*TASK*
Look through the material below and say how many of its lines carry the string "instance". Only the number should be given.

*****

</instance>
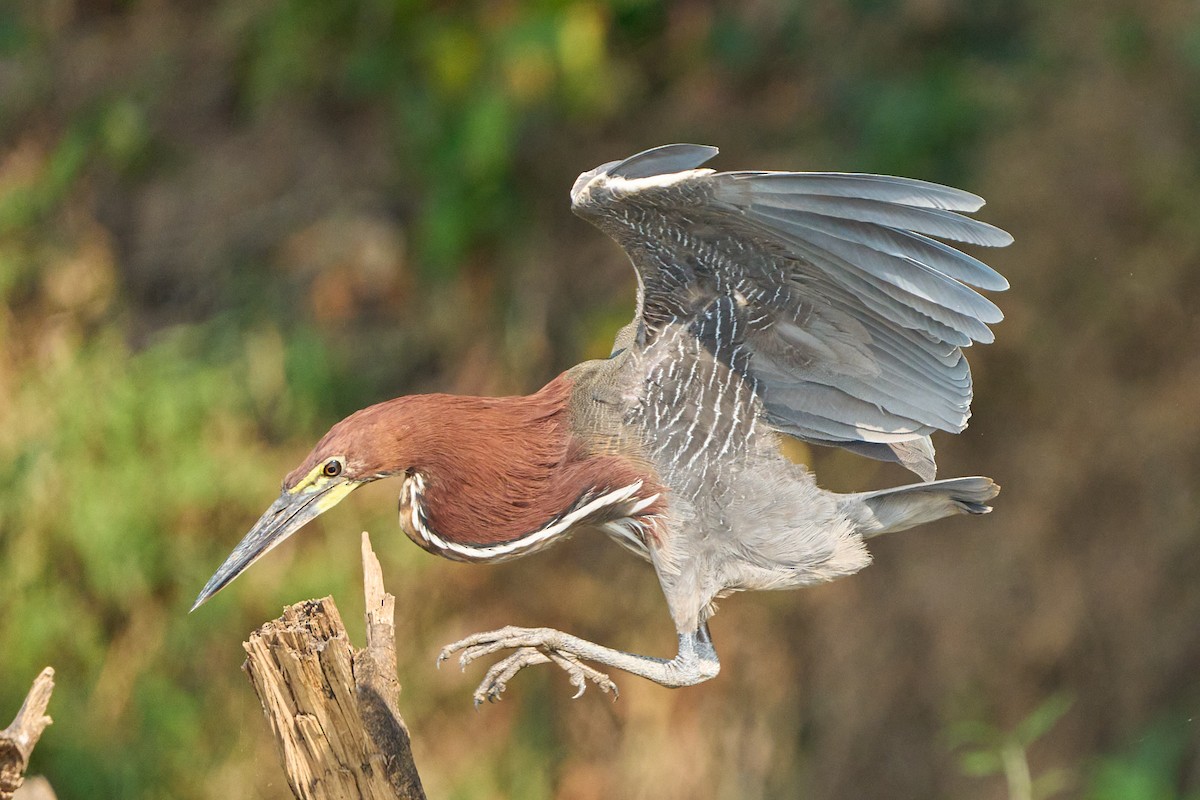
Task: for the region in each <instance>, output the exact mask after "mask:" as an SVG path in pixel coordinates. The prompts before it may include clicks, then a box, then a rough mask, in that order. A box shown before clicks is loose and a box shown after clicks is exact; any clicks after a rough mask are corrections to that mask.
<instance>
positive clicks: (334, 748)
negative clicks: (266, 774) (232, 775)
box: [242, 531, 425, 800]
mask: <svg viewBox="0 0 1200 800" xmlns="http://www.w3.org/2000/svg"><path fill="white" fill-rule="evenodd" d="M362 572H364V584H365V585H364V589H365V594H366V608H367V612H366V622H367V646H366V648H365V649H361V650H358V649H355V648H354V646H353V645H352V644H350V642H349V638H348V637H347V634H346V628H344V626H343V625H342V618H341V615H340V614H338V613H337V606H335V604H334V600H332V597H323V599H320V600H308V601H305V602H301V603H295V604H294V606H289V607H288V608H286V609H284V610H283V616H281V618H280V619H277V620H274V621H271V622H268V624H265V625H263V626H262V627H260V628H258V630H257V631H254V632H253V633H252V634H251V636H250V639H248V640H247V642H246V643H245V644H244V645H242V646H244V648H245V649H246V656H247V657H246V663H245V664H244V667H242V668H244V669H245V670H246V673H247V674H248V675H250V682H251V684H252V685H253V687H254V692H257V693H258V698H259V700H260V702H262V703H263V711H264V714H265V715H266V720H268V722H269V723H270V726H271V732H272V733H274V734H275V741H276V745H277V746H278V751H280V757H281V759H282V762H283V769H284V771H286V772H287V776H288V784H289V786H290V787H292V792H293V793H294V794H295V795H296V798H300V799H301V800H341V799H343V798H344V799H347V800H350V799H353V800H358V799H359V798H362V799H364V800H376V799H378V800H384V799H386V800H394V799H401V800H425V792H424V789H422V788H421V778H420V776H419V775H418V772H416V765H415V764H414V763H413V750H412V744H410V740H409V735H408V728H407V727H406V726H404V721H403V720H402V718H401V716H400V711H398V710H397V703H398V699H400V681H398V680H397V678H396V628H395V606H396V599H395V597H394V596H392V595H390V594H388V593H386V591H384V588H383V572H382V570H380V569H379V561H378V559H377V558H376V555H374V552H373V551H372V549H371V540H370V537H368V536H367V534H366V533H365V531H364V534H362Z"/></svg>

*****

*RESPONSE TO THIS TASK*
3